▶ STATED GOAL A
Decide whether each statement agrees with the passage on alternative apportionment below. Answer yes or no for each, and quote the words of the passage that decide it. (i) To request an alternative method, a taxpayer must first file using the statutory method and pay any tax due. (ii) The Taxpayers claim that sales to C4's distribution center would make their apportionment factor drop sharply. (iii) When a taxpayer gains a new customer in Virginia, its sales factor changes.

The policies that apply to requests for an alternative method of allocation and apportionment under Va. Code § 58.1-421 are well established. In order for a taxpayer to request an alternative method of allocation and apportionment, the taxpayer must file the return using the statutory method and pay any tax due. Next, the taxpayer is required to file an amended return proposing an alternative method and request a refund. The Department will not grant an alternative method of allocation and apportionment unless it determines that: (1) the statutory method produces an unconstitutional result; or (2) the statutory method is inequitable because it results in double taxation and the inequity is attributable to Virginia, rather than another state's method of apportionment. See Title 23 of the Virginia Administrative Code ("VAC") 10120-280.
The Taxpayers assert that using the statutory apportionment method is inequitable because sales to C4's distribution center in Virginia would cause the Taxpayers apportionment factor to increase dramatically.
The United States Supreme Court has recognized that allocation and apportionment of income is an arbitrary process designed to approximate income from business transactions within a state. As long as each state's method of allocation and apportionment is rationally related to the business transacted within a state, then each state's tax is constitutionally valid even though there may be some overlap. See Moorman Mfg. Co. v. Bair, 437 U.S. 279 (1978). Thus, the Taxpayer must show that the statutory method of apportionment produces an unconstitutional result.
Further, as set forth in Title 23 VAC 10-120-280, a taxpayer must demonstrate that the use of an alternative method of allocation and apportionment is justified due to disparities being caused by Virginia's method rather that the methods employed by other states. In this instance, the Taxpayers are in the process of restructuring their operations. It stands to reason that when a business changes the way it operates, its apportionment factors will change. When a taxpayer builds a new factory in Virginia, its property and payroll factors change. Likewise, when a taxpayer gains a new customer in Virginia, its sales factor changes.

▶ DATASET RECORDS

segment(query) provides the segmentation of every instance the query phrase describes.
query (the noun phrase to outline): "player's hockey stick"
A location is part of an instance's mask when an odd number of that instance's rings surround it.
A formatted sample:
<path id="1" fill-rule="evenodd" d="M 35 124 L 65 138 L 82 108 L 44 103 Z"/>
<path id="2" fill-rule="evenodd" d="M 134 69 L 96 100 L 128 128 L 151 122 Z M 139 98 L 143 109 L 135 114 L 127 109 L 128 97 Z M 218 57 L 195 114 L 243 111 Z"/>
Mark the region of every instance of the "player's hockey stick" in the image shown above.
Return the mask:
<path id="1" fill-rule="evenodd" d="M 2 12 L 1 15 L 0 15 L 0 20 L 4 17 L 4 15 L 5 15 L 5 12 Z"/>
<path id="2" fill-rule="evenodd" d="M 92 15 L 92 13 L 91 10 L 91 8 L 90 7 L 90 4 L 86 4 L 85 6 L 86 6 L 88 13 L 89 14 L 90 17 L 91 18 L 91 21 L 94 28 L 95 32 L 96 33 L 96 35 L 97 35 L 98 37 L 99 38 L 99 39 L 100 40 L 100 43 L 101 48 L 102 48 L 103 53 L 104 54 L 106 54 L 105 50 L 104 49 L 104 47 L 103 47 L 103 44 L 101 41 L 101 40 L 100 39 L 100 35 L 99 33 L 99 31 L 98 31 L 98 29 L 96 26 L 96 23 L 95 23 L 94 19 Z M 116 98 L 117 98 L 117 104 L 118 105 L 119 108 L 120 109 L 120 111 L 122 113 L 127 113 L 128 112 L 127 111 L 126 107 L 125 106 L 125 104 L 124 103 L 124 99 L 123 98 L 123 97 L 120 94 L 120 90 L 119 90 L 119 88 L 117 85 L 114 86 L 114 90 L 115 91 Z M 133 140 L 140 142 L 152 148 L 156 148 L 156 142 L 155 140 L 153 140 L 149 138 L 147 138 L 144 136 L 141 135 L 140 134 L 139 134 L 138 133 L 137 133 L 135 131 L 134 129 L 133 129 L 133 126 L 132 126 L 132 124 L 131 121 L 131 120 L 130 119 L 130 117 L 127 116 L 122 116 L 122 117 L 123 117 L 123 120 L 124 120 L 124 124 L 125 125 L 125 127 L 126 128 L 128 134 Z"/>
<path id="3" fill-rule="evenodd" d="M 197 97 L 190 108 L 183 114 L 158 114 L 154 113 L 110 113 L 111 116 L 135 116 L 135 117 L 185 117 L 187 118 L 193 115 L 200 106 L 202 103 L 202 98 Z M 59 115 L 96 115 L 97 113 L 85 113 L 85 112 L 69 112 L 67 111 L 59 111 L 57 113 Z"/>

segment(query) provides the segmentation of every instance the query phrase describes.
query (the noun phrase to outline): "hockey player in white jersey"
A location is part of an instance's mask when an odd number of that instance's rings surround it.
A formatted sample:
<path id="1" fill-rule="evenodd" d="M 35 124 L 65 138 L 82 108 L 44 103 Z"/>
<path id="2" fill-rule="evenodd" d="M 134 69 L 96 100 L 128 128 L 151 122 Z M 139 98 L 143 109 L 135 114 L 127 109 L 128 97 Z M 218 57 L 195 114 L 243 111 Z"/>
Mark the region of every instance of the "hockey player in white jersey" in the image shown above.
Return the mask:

▶ STATED GOAL B
Rewrite the rows from the start through the line that contains "2 12 L 1 15", changing "hockey stick" to "goalie stick" and leaving everything else as it is.

▶ ANSWER A
(i) Yes: "the taxpayer must file the return using the statutory method and pay any tax due"
(ii) No: "would cause the Taxpayers apportionment factor to increase dramatically"
(iii) Yes: "when a taxpayer gains a new customer in Virginia, its sales factor changes"

▶ ANSWER B
segment(query) provides the segmentation of every instance the query phrase describes.
query (the noun phrase to outline): "player's goalie stick"
A location is part of an instance's mask when an odd number of that instance's rings surround it.
A formatted sample:
<path id="1" fill-rule="evenodd" d="M 35 124 L 65 138 L 82 108 L 44 103 Z"/>
<path id="2" fill-rule="evenodd" d="M 134 69 L 96 100 L 128 128 L 151 122 Z M 139 98 L 143 109 L 135 114 L 127 109 L 128 97 Z M 218 57 L 195 114 L 243 111 Z"/>
Mark the region of every instance of the "player's goalie stick" in the image shown above.
Return the mask:
<path id="1" fill-rule="evenodd" d="M 2 12 L 1 15 L 0 15 L 0 20 L 4 17 L 4 15 L 5 15 L 5 12 Z"/>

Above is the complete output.